Task description
Reproduce the records starting at the line containing "Teacher note: the class should annotate each instance of the man" and ending at the end of the records, swapping "white upvc frame" for "white plastic frame" and leaving all else unchanged.

Task input
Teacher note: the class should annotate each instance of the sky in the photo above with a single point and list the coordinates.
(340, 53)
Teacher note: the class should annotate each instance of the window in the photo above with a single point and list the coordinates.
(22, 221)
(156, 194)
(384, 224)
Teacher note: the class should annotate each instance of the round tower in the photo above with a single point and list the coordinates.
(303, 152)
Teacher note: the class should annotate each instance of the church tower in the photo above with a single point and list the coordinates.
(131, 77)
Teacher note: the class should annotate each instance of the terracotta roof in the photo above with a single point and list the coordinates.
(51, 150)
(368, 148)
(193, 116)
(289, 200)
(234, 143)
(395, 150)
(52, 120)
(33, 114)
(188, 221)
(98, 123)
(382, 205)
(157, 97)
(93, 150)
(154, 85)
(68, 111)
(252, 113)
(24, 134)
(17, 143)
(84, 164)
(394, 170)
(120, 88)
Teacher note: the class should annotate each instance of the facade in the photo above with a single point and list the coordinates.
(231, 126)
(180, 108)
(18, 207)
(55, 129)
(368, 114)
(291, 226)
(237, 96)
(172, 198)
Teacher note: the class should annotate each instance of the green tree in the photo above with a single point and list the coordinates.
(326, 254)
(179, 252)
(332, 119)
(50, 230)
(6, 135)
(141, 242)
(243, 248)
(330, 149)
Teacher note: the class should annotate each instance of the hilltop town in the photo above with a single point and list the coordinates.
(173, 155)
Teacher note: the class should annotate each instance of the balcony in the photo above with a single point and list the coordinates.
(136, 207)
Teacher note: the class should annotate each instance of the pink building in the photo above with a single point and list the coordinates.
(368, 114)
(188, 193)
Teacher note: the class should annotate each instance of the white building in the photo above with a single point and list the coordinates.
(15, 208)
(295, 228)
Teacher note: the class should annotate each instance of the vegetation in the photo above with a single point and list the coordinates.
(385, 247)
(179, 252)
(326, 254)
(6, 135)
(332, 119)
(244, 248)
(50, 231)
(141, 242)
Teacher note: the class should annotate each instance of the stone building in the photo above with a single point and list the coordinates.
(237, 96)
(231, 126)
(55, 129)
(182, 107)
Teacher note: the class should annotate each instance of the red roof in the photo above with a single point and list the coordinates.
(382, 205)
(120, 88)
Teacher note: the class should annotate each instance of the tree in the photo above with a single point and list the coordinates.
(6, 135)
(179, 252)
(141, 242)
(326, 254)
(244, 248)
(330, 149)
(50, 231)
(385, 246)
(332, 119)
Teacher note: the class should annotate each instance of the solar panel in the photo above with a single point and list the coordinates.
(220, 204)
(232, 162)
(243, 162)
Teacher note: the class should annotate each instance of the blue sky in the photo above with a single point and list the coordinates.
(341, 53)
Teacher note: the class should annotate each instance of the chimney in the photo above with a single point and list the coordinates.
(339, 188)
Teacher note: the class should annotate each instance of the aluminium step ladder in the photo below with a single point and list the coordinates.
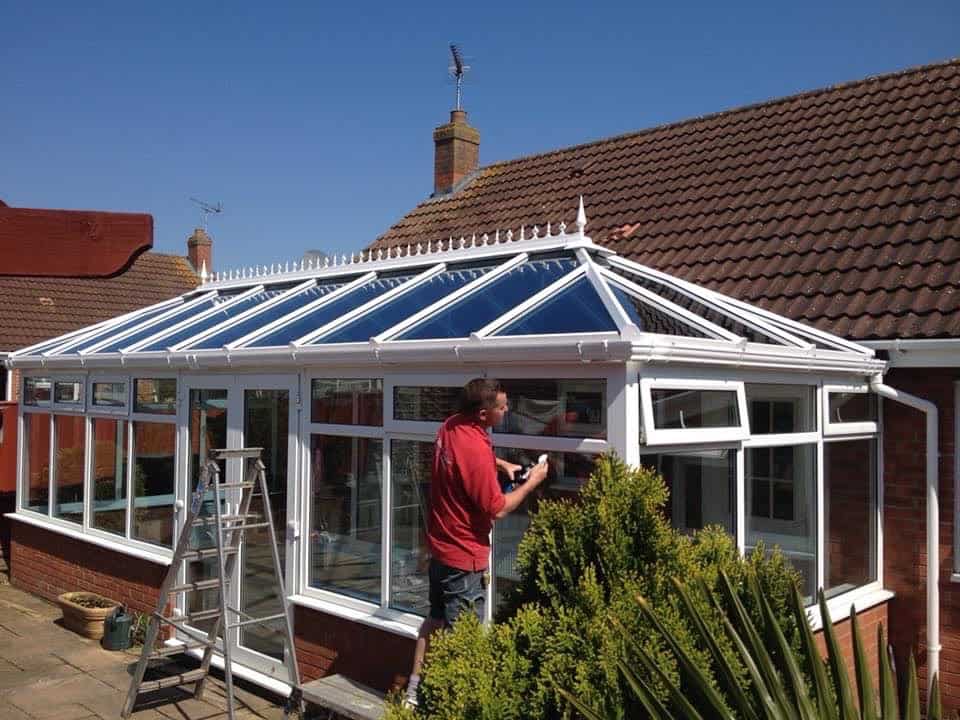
(228, 531)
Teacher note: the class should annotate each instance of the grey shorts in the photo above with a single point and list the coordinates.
(452, 591)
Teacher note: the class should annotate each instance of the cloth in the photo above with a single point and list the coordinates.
(465, 495)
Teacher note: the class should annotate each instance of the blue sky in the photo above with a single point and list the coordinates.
(311, 122)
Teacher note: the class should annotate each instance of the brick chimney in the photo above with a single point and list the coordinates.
(456, 152)
(200, 250)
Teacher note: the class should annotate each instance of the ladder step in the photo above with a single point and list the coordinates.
(173, 681)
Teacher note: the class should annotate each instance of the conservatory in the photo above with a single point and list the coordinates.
(343, 370)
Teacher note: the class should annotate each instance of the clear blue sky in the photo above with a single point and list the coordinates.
(311, 122)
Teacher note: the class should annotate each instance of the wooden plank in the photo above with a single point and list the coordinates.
(345, 697)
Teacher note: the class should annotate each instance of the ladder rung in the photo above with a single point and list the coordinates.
(173, 681)
(256, 621)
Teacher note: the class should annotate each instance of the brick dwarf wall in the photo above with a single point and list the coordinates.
(904, 550)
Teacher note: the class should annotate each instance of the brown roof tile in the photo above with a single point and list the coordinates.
(840, 207)
(38, 308)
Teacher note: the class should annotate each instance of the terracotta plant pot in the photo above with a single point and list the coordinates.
(85, 612)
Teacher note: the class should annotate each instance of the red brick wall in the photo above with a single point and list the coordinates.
(328, 645)
(905, 556)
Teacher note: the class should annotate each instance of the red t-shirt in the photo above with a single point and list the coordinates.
(465, 496)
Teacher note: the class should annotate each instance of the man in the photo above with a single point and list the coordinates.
(465, 499)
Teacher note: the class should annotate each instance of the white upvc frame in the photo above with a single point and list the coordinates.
(659, 436)
(847, 428)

Solution to this exercise
Teacher note: the class should annotate each instance of the man in the photo above with a single point and list the coordinates.
(465, 499)
Teacher note: the class should annotate each instance of the white plastic frame in the photo above with a single point and list the coordinates.
(659, 436)
(847, 428)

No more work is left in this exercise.